**Exercise 1**
In the post on appending DOCX files, what does the author say you should avoid using in server applications?
**Exercise 2**
Please carry on the post on appending DOCX files from the point where it stops.

Append multiple DOCX files together

30,871

Solution 1

In spite of all good suggestions and solutions submitted, I developed an alternative. In my opinion you should avoid using Word in server applications entirely. So I worked with OpenXML, but it did not work with AltChunk. I added text to original body, I receive a List of byte[] instead a List of file names but you can easily change the code to your needs.

using System;
using System.Collections.Generic;
using System.Globalization;
using System.IO;
using System.Xml.Linq;
using DocumentFormat.OpenXml.Packaging;
using DocumentFormat.OpenXml.Wordprocessing;

namespace OfficeMergeControl
{
    public class CombineDocs
    {
        public byte[] OpenAndCombine( IList<byte[]> documents )
        {
            MemoryStream mainStream = new MemoryStream();

            mainStream.Write(documents[0], 0, documents[0].Length);
            mainStream.Position = 0;

            int pointer = 1;
            byte[] ret;
            try
            {
                using (WordprocessingDocument mainDocument = WordprocessingDocument.Open(mainStream, true))
                {

                    XElement newBody = XElement.Parse(mainDocument.MainDocumentPart.Document.Body.OuterXml);

                    for (pointer = 1; pointer < documents.Count; pointer++)
                    {
                        WordprocessingDocument tempDocument = WordprocessingDocument.Open(new MemoryStream(documents[pointer]), true);
                        XElement tempBody = XElement.Parse(tempDocument.MainDocumentPart.Document.Body.OuterXml);

                        newBody.Add(tempBody);
                        mainDocument.MainDocumentPart.Document.Body = new Body(newBody.ToString());
                        mainDocument.MainDocumentPart.Document.Save();
                        mainDocument.Package.Flush();
                    }
                }
            }
            catch (OpenXmlPackageException oxmle)
            {
                throw new OfficeMergeControlException(string.Format(CultureInfo.CurrentCulture, "Error while merging files. Document index {0}", pointer), oxmle);
            }
            catch (Exception e)

**Stored records**
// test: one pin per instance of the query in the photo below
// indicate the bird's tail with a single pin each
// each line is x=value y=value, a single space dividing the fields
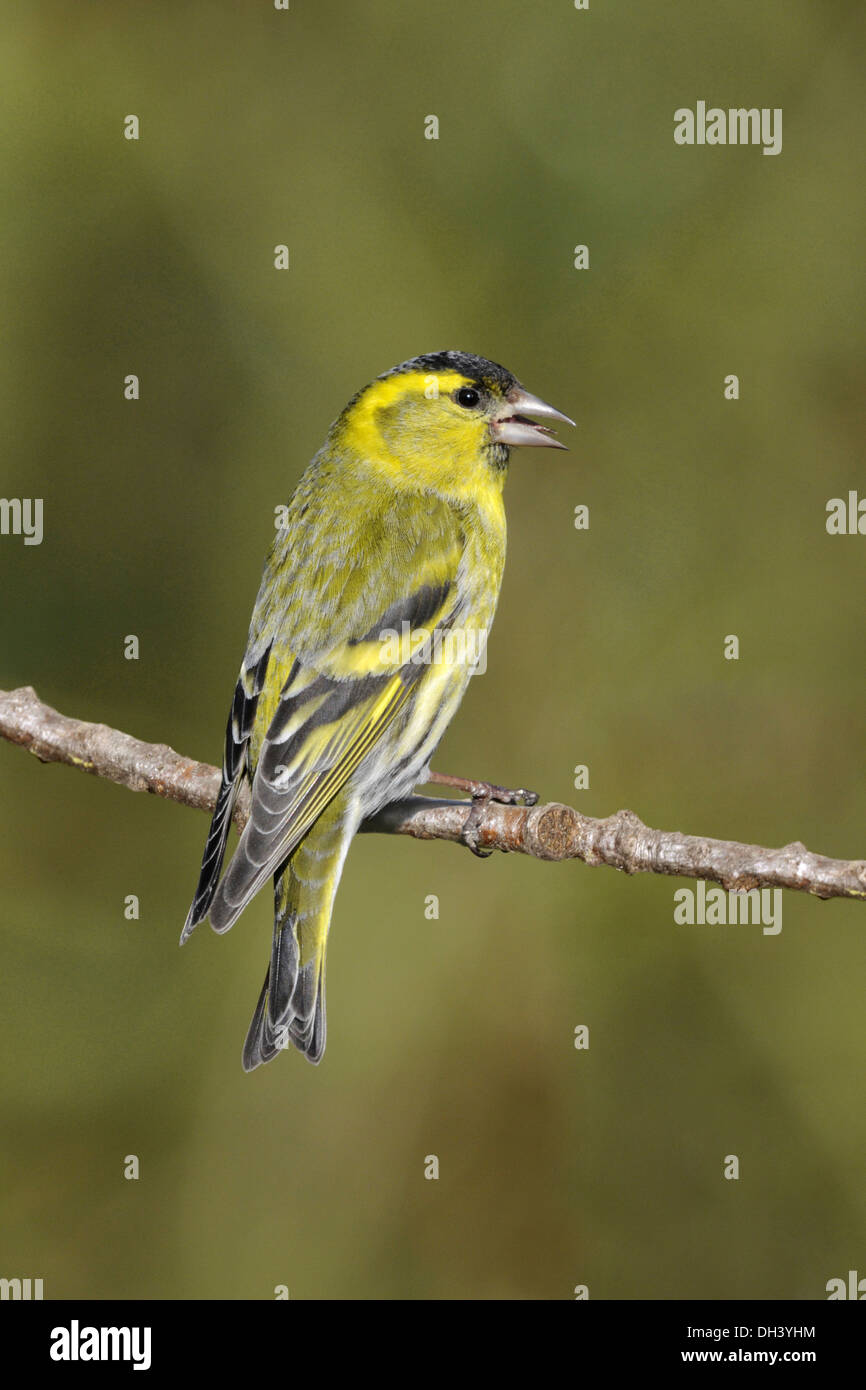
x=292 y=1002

--

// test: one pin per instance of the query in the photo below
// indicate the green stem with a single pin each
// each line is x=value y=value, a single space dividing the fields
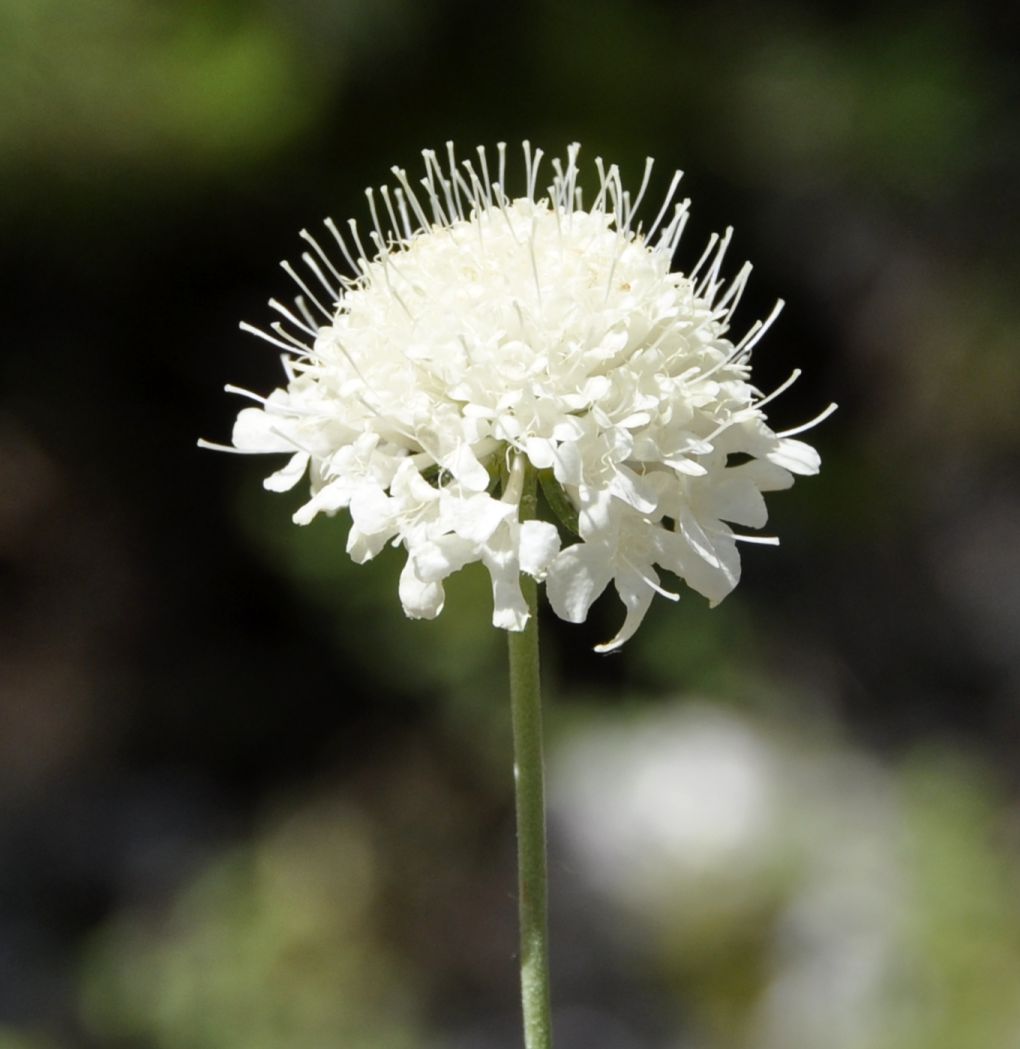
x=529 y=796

**Written response 1**
Word.

**Written response 2**
            {
                throw new OfficeMergeControlException(string.Format(CultureInfo.CurrentCulture, "Error while merging files. Document index {0}", pointer), e);
            }
            finally
            {
                ret = mainStream.ToArray();
                mainStream.Close();
                mainStream.Dispose();
            }
            return (ret);
        }
    }
}

I hope this helps you.

Solution 2

You don't need to use automation. DOCX files are based on the OpenXML Formats. They are just zip files with a bunch of XML and binary parts (think files) inside. You can open them with the Packaging API (System.IO.Packaging in WindowsBase.dll) and manipulate them with any of the XML classes in the Framework.

Check out OpenXMLDeveloper.org for details.

Solution 3

This is a very late to the original question and quite a bit has change but thought I would share the way I have written my merge logic. This makes use of the Open XML Power Tools

public byte[] CreateDocument(IList<byte[]> documentsToMerge)
{
    List<Source> documentBuilderSources = new List<Source>();
    foreach (byte[] documentByteArray in documentsToMerge)
    {
        documentBuilderSources.Add(new Source(new WmlDocument(string.Empty, documentByteArray), false));
    }

    WmlDocument mergedDocument = DocumentBuilder.BuildDocument(documentBuilderSources);
    return mergedDocument.DocumentByteArray;
}

Currently this is working very well in our application. I have changed the code a little because my requirements is that each document that needs to be processed first. So what gets passed in is a DTO object with the template byte array and the various values that need to be replaced. Here is how my code currently looks. Which takes the code a little bit further.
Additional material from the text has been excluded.